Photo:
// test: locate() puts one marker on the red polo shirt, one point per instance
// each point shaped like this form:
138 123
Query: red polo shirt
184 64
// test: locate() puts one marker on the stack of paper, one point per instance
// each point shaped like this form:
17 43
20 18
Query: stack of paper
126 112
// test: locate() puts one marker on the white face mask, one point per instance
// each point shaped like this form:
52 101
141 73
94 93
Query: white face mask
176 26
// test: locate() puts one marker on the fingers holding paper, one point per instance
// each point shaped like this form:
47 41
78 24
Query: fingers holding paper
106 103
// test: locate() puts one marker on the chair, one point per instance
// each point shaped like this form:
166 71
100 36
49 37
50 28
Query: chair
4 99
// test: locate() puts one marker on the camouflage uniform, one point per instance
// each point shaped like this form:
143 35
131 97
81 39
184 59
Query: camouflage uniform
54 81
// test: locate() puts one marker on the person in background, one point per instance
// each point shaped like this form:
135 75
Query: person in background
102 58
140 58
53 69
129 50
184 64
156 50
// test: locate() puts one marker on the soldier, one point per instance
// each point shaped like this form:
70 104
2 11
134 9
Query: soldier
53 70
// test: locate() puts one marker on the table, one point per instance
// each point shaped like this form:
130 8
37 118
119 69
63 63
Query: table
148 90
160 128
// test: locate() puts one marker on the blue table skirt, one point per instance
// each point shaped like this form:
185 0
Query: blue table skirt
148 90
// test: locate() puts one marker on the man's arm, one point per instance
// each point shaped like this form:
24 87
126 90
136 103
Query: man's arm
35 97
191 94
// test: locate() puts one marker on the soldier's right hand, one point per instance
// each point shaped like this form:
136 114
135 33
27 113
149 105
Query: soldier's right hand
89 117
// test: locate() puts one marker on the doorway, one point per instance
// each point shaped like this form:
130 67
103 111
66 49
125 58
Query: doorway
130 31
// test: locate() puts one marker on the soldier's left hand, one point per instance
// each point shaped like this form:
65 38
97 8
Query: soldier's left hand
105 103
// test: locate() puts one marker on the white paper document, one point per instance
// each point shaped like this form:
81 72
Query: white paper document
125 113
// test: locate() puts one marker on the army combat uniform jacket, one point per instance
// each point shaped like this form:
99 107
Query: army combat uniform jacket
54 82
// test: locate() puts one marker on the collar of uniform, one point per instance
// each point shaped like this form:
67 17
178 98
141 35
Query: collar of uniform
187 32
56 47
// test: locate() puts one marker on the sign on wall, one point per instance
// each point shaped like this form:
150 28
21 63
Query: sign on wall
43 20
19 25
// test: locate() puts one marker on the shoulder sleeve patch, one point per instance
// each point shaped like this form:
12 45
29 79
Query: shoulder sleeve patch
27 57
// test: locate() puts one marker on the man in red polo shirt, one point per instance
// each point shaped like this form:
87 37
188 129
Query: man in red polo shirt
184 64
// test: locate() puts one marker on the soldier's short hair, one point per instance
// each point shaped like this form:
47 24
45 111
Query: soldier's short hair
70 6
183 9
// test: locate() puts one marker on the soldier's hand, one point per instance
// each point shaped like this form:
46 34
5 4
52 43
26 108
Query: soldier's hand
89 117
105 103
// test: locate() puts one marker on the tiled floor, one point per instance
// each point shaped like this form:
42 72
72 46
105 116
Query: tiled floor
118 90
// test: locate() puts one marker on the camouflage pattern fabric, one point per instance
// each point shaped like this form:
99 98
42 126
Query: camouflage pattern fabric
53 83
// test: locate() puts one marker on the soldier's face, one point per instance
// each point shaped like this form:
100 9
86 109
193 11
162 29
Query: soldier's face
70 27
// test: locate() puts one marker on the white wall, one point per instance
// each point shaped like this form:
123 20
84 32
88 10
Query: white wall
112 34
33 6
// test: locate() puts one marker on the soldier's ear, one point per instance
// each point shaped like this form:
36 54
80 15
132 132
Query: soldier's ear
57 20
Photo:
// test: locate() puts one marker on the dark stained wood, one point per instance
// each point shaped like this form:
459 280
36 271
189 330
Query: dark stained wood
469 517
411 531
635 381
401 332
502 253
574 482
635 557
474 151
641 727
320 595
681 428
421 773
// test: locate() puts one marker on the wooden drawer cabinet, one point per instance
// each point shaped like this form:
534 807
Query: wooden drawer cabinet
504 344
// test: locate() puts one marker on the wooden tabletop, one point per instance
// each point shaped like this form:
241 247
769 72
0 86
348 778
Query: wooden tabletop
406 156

[ACTIVITY]
Line by line, output the records exactly as given.

[ANSWER SECTION]
Photo:
// test: locate() puts one marker on the red polo shirt, one point per instance
// each point shaped like this form:
138 123
Query: red polo shirt
184 64
// test: locate() puts one marker on the stack of paper, one point per instance
// each point shaped like this form:
17 43
20 18
Query: stack of paper
126 112
// test: locate() puts one marker on the white face mask, one point per instance
// each point shaped like this form:
52 101
141 73
94 93
Query: white face mask
176 26
// test: locate() puts one marker on the fingers holding paper, one point per instance
// each point shaped like this form:
47 41
78 24
Query: fingers holding paper
106 103
// test: locate() puts one marker on the chair, one point per instance
// each point shaped like this form:
166 71
100 36
49 37
50 28
Query: chair
4 99
// test: locate() puts one marker on the camouflage uniform, one point per instance
// each point shaped like this form:
143 35
131 97
81 39
184 59
Query: camouflage uniform
54 81
// test: locate() puts one marker on the person in background, one point per instance
// each point shaped like this form:
135 75
Query: person in background
102 58
140 58
53 69
129 50
184 64
156 50
// test: locate() puts one marker on the soldier, one point per instance
// each point shaped like this form:
70 104
2 11
134 9
Query: soldier
53 70
// test: locate() puts one marker on the table, one point per instance
// each point shaped like this form:
130 8
37 118
119 69
63 63
Query: table
148 90
160 128
// test: locate() puts one marker on the blue table skirt, one point per instance
// each point shaped like this form:
185 0
Query: blue table skirt
148 90
// test: locate() puts one marker on the man's arm, one point per instance
// each point shaped like this form:
24 87
126 90
136 103
Query: man's arm
35 97
191 94
// test: locate() puts one marker on the soldier's right hand, one point per instance
// each point shaped like this form:
136 114
135 33
27 113
149 105
Query: soldier's right hand
89 117
// test: locate() puts one marker on the doorway, one point per instance
// each point shaped like this form:
130 67
103 111
66 49
125 58
Query: doorway
130 31
// test: locate() puts one marker on the soldier's left hand, one point per instance
// each point shaped like this form:
65 38
97 8
Query: soldier's left hand
105 103
// test: locate() puts one marker on the white paper document, one point per instance
// each point shaped like this form:
81 72
Query: white paper document
125 113
// test: locate() puts one marker on the army combat uniform jacket, one point per instance
// each point shaped like this form:
99 107
Query: army combat uniform jacket
54 82
// test: locate() puts one marker on the collar of uniform, one point per instance
// each point shaped like this form:
67 17
178 98
141 35
Query: collar of uniform
187 32
56 47
// test: locate() puts one marker on the sign on wall, one point per instance
// each point shaped like this form:
150 28
21 63
Query: sign on wall
43 20
19 25
// test: locate() puts one marker on the shoulder sleeve patch, one point per instance
// each point shaped like this form:
12 45
29 79
Query: shoulder sleeve patch
27 57
// test: locate() puts one marker on the man in red polo shirt, one point per instance
// each point shaped like this form:
87 37
188 129
Query: man in red polo shirt
184 64
// test: locate() puts one marker on the soldier's short hair, one point per instance
// each point shaped like this form:
47 24
45 111
Query: soldier's short hair
70 6
183 9
// test: locate() puts one marker on the soldier's hand, one point per instance
// each point shaped like this form:
46 34
5 4
52 43
26 108
Query: soldier's hand
89 117
105 103
// test: locate() puts one marker on the tiled floor, one point per instance
// each point shaped like this form:
42 72
72 46
105 116
Query: tiled floor
118 90
// test: locate() puts one marker on the camouflage pattern fabric, one point per instance
// each point shaped like this form:
99 98
42 126
Query: camouflage pattern fabric
53 83
// test: locate() puts one marker on the soldier's face, one point per instance
// each point shaped like this form:
100 9
86 109
193 11
162 29
Query: soldier's face
70 27
// test: locate() puts one marker on the white wall, one point per instance
// each point shaped like this form:
123 20
84 32
88 10
Query: white wall
112 34
33 6
// test: locate() puts one marker on the soldier's ear, one point per instance
// each point shaped like this form:
36 54
80 15
132 132
Query: soldier's ear
57 20
Photo:
// test: locate() puts one marker on the dark stained wood, one point per instance
// each point shaped like this form:
459 280
36 271
189 330
Query: dark stained wood
469 517
411 531
635 381
401 332
502 253
574 482
635 557
474 151
641 727
320 595
681 428
421 773
// test: locate() puts one marker on the wooden drawer cabinet, one point per instance
// each point shaped like this form:
534 807
Query: wooden drawer cabinet
504 344
// test: locate() puts one marker on the wooden tabletop, one point per instance
// each point shaped like this form:
241 247
769 72
0 86
348 778
Query: wooden tabletop
406 156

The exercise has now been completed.